#### Task instructions
Rewrite the Rural Fellowship text from "Acknowledgements" up to and including "conflicts of interest.", putting "chart development" in place of "figure development".

#### Passage provided
This process has enabled the authors to examine future directions of the program in the WNC region and across the state. Based on early findings from MAHEC’s Rural Fellowship, the program is actively expanding in a more inter-professional direction by building relationships with clinical training programs beyond the local residency programs and making connections with practices across the region to identify the clinical sites with the greatest needs. The future vision includes cohorts of physicians, pharmacists, behavioral health specialists, advanced practice providers all learning with one another to better serve community needs. Additionally, initial conversations with other organizations across the state, including other Area Health Education Centers (AHECs) and academic schools of medicine, are exploring implementing a state-wide Rural Fellowship model. Ultimately, the primary goal for the future of the program is to diversify future cohorts and to help other rural areas implement a similar program to address healthcare workforce needs.
Despite early indications that the '6 Ps' were effectively delivered and impactful during the Fellowship year, there are some limitations owing to the length of study and the sample size. Further studies are needed to evaluate long-term retention, career satisfaction, and future resiliency of practice. A key limitation of this evaluation is the lack of longitudinal data beyond the initial years of Fellowship completion. In order to provide additional context around the impact of the Rural Fellowship, an analysis of the experience over time would clarify further which aspects of the curriculum are most meaningful and lasting. Additional monitoring of the program over time has the potential to demonstrate other secondary benefits, such as the ability to efficiently recruit and retain clinicians to rural areas, integrate them into the community environment, and groom future rural preceptors. A small sample confined to a specific region limits the generalizability of the study’s findings; however, the qualitative statements are congruent with responding to the challenges clearly outlined in existing literature12. These findings suggest promise to extrapolate to other areas and at a larger scale over time.
Conclusion
To ensure that health education and training further promote a geographically equitable workforce, innovative strategies, like the Rural Fellowship, demonstrate the potential for targeted recruitment where the greatest need exists. This cohort-based curricular model effectively addresses many of the barriers involved with initial rural placement for healthcare providers and enriches their integration into a rural community to also enhance retention.
Acknowledgements
The authors thank: Tayla Clark and Brenda Benik for figure development and graphic design; Blaise Ellery for writing support; and Lauren Payne, Bayla Ostrach, PhD, and Kathleen A. Foley, PhD for assisting in concept development and literature review efforts.
Funding
This research did not receive any specific grant from funding agencies in the public, commercial, or not-for-profit sectors.
Conflicts of interest
The authors declare no conflicts of interest.

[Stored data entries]

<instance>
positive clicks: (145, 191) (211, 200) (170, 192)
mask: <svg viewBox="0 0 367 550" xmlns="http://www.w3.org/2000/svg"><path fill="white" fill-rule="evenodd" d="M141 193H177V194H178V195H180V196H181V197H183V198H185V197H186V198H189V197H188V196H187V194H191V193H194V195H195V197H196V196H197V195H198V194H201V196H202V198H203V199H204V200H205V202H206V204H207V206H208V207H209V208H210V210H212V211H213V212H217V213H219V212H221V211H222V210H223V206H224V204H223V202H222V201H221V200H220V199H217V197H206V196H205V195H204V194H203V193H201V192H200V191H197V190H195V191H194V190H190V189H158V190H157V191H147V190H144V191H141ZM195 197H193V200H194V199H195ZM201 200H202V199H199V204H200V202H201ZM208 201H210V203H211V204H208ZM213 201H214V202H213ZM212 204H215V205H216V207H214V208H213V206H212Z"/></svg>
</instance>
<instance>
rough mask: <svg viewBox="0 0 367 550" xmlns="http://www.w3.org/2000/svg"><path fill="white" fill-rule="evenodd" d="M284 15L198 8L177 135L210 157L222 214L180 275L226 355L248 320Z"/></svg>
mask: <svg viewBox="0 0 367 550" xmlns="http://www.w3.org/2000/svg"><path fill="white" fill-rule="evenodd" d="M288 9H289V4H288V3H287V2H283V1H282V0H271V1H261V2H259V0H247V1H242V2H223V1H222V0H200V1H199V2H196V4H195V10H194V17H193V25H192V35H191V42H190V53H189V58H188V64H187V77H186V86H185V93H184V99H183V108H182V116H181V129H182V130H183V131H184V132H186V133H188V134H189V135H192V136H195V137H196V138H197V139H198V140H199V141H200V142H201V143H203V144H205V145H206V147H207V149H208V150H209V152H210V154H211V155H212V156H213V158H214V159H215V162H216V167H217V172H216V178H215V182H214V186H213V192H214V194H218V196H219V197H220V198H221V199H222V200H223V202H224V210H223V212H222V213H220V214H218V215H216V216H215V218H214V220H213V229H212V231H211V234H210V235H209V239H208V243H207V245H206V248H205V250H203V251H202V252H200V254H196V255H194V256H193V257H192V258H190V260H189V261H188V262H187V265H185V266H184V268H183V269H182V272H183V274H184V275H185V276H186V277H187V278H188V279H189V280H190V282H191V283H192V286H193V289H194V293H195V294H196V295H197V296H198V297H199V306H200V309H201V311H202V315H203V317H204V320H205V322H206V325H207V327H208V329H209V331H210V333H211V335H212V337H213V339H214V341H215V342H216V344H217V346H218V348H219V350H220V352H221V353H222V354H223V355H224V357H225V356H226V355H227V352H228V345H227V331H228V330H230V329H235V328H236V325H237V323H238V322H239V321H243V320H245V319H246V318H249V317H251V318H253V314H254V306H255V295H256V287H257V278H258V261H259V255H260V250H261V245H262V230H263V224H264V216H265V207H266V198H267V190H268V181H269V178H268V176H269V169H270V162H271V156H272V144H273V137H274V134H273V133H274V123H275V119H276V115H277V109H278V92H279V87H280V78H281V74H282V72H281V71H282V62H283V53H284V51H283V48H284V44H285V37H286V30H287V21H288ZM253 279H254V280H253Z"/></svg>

#### Exercise response
Acknowledgements
The authors thank: Tayla Clark and Brenda Benik for chart development and graphic design; Blaise Ellery for writing support; and Lauren Payne, Bayla Ostrach, PhD, and Kathleen A. Foley, PhD for assisting in concept development and literature review efforts.
Funding
This research did not receive any specific grant from funding agencies in the public, commercial, or not-for-profit sectors.
Conflicts of interest
The authors declare no conflicts of interest.